PROBLEM TO WORK ON: Continue the article on consumer discretionary stocks, starting after its final sentence about Greif's dividend yield and payout ratio.

QUOTED PASSAGE:

= = = =

Conventional investor wisdom holds that the
consumer discretionary sector performs best when the economy is thriving and customers have money to spend.
Low interest rates and strong job growth may be other important indicators of a potential boom in consumer discretionary companies.
With those things in mind, investors might expect that stocks in the consumer discretionary sector would be a non-starter in mid-2025. After all, a recent employment situation report from the U.S. Bureau of Labor Statistics showed only 139,000 jobs added in May 2025, down significantly from 272,000 added in May 2024.
Interest rates have been persistently high, and consumer confidence remains mixed at best. The Consumer Discretionary Select Sector SPDR Fund (NYSEARCA: XLY), an exchange-traded fund (ETF) representing a wide swath of the sector, is down more than 2% year-to-date (YTD), even while the broader S&P 500 is up 3%.
Dependable, Steady Performance Alongside Strong Dividend and Protection From Tariffs
Greif Inc. (NYSE: GEF) manufactures industrial packaging, corrugated sheets, paperboard, and similar products. Though it is a consumer discretionary company, Greif's versatile product line allows it to benefit from client activity across a host of industries and many sectors.
The company is also extraordinarily well-established, having been in business for nearly 140 years, and this stability makes it possible for Greif to pay a dividend with a healthy dividend yield of 3.36% and a strong payout ratio of 60.85%.

= = = =

RECORD EXCERPTS:
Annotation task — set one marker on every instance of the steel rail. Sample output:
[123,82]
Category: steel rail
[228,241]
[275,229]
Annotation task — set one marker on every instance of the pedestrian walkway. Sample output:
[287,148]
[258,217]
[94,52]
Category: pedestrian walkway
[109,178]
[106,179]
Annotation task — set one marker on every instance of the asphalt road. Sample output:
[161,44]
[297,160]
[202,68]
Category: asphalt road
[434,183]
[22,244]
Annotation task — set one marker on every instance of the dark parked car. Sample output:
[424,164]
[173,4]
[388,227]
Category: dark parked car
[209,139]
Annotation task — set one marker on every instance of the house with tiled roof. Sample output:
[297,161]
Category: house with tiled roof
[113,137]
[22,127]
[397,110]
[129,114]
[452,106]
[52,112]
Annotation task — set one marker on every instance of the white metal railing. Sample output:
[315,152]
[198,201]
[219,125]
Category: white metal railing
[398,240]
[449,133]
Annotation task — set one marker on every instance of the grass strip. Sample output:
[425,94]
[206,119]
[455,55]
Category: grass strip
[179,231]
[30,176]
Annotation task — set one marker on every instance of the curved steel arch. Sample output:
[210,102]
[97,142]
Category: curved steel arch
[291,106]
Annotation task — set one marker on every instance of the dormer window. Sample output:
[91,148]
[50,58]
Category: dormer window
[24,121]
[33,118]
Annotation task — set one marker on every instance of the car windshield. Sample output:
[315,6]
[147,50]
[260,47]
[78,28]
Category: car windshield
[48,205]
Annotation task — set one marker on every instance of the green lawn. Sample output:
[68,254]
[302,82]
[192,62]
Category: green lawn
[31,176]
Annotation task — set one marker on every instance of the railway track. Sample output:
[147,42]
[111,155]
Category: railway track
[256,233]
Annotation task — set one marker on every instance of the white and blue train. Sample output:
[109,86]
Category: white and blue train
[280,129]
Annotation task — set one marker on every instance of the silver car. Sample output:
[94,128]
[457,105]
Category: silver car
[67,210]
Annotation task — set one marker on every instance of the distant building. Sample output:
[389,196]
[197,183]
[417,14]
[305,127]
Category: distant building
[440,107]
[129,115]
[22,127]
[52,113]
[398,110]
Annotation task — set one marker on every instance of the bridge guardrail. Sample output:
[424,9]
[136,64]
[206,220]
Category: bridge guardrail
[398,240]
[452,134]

= = = =

EXERCISE ANSWER:
What may attract investors to Greif most at this point, however, is the company's recent performance. Despite huge challenges across the market, Greif is proof that dependability can still generate strong—if not exceptional—results. The company's earnings per share of $1.19 beat analyst predictions by 11 cents, while quarterly revenue rose just over 1% year-over-year (YOY) as well. This was about the same as the YOY growth in net sales.
Although neither top nor bottom-line gains were significant, they reflect success in Greif's efforts to optimize costs. The company expects to achieve $25 million in savings this fiscal year and $100 million by the end of fiscal 2027.
Greif is also insulated from the negative impact of tariffs thanks to its locally-focused operational structure. Though it has a footprint in dozens of countries, Greif's products are mostly sold close to where they are manufactured, saving it from high tariff costs as goods cross borders.
Successful Strategic Initiative Leads to Strong Results and Optimistic Guidance
Like Greif above, O-I Glass Inc. (NYSE: OI) has a history of more than 100 years as a packaging manufacturer. In the case of O-I, however, its products include glass containers for the food and beverage industry. With customers increasingly concerned about the use of plastics in food service, glass may be poised for increasing demand, benefiting O-I.
Announced last year, O-I's ambitious Fit to Win program, seeking to make operations more efficient and improve profitability by decentralizing, streamlining supply chains, engaging in stringent capital management, and more, has been a success. Adjusted EPS of 40 cents per share for the first quarter of 2025 topped analyst predictions by a full 22 cents, and O-I announced $61 million in benefits related to the Fit to Win program alone.
The company is optimistic about future quarters, projecting adjusted earnings for 2025 to surge as much as 85% above 2024 levels. Analysts generally share this sentiment, as the company has six Buy ratings against two Holds and an expected upside potential of more than 16%.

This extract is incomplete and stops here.